PROVIDED DATA
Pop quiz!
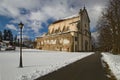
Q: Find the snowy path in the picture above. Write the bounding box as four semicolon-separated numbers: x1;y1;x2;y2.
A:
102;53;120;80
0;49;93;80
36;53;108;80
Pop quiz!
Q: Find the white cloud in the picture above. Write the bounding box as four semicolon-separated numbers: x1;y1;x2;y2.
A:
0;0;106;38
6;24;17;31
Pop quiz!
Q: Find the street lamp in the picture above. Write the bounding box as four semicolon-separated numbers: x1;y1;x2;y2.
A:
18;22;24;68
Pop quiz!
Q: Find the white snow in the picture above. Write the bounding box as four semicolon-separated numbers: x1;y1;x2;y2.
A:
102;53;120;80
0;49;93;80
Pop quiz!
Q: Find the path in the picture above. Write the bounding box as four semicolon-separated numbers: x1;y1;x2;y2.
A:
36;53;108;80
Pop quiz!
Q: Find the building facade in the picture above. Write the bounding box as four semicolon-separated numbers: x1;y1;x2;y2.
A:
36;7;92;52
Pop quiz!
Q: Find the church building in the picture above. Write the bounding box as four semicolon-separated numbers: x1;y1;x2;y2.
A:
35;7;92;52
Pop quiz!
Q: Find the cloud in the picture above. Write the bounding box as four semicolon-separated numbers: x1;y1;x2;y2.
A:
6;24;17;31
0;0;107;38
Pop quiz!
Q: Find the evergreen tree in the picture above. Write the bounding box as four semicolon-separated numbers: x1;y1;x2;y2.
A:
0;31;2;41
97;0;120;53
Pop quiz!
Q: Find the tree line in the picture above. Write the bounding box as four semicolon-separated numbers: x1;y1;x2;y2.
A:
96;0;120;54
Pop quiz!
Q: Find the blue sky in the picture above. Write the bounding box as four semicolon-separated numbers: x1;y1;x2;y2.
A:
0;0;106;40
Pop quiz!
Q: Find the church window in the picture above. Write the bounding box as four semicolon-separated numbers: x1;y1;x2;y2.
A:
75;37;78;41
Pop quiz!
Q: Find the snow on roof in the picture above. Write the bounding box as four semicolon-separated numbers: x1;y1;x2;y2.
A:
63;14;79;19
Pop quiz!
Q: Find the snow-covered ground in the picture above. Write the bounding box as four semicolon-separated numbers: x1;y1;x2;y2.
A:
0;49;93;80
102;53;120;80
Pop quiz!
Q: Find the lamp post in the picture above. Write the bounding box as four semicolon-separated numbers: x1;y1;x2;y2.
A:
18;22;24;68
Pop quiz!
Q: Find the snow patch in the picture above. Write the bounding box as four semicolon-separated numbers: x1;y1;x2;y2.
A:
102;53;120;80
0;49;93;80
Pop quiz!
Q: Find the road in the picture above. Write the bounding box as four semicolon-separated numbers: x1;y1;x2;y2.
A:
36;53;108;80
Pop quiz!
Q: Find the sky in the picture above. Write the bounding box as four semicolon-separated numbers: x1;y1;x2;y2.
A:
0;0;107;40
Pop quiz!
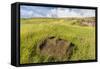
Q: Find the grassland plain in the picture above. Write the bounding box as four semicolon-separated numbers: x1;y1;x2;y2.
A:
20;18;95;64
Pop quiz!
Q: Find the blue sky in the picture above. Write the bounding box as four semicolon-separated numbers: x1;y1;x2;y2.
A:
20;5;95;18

...

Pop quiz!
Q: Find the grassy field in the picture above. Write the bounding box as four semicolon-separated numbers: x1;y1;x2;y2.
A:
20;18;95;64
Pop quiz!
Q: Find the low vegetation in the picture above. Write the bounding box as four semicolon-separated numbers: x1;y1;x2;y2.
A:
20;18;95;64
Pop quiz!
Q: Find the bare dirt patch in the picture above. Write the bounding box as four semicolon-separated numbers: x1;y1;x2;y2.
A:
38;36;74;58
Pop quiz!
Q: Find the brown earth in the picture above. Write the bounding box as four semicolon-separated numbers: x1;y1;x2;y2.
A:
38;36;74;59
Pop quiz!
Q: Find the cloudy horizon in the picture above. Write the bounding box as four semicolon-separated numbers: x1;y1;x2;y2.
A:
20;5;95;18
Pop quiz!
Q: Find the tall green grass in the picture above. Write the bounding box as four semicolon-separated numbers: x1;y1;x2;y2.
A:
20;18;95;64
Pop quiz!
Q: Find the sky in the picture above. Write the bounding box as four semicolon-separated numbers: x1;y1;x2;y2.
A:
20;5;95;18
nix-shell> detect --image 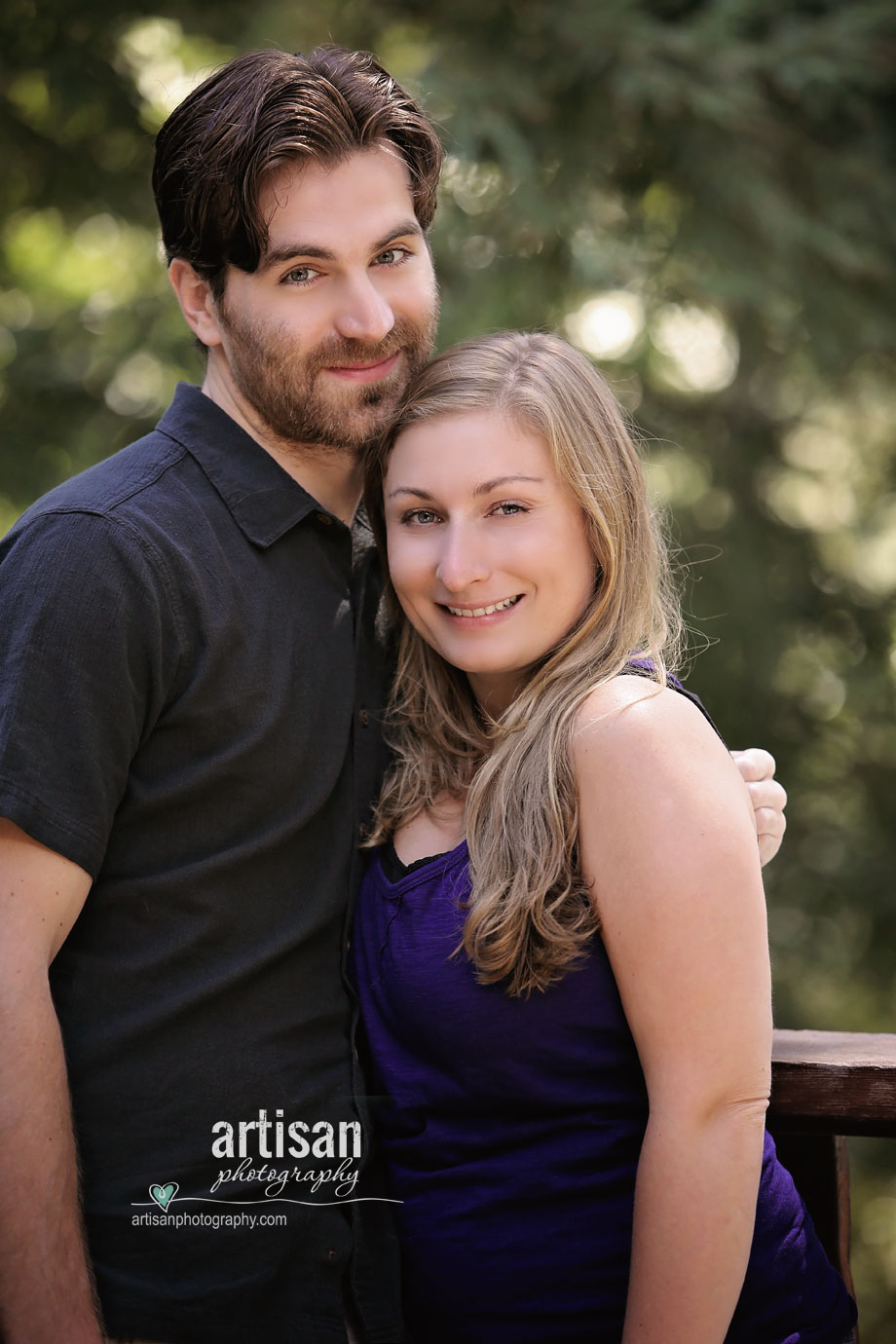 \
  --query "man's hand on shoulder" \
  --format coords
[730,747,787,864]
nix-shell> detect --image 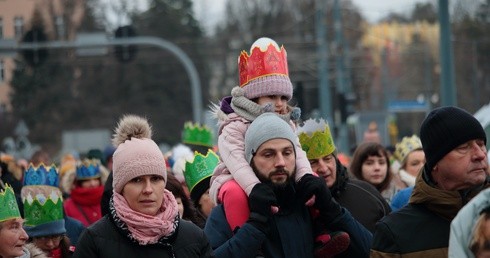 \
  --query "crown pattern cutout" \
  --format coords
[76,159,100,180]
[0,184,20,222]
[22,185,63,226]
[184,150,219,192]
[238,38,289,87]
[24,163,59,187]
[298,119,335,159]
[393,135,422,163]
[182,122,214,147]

DIRECTIONS FOR THIS TASK
Pick out each line of the entries above that contains the word "building".

RESPONSE TO THE TASK
Q: Find the building facade in the picture above. Write the bounding box as four semicolon-separated numbers: x1;y1;x2;y2.
Q: Find the church building in the picture above. Write the bounding box as four semicolon-separated numbers: x1;y1;x2;y2.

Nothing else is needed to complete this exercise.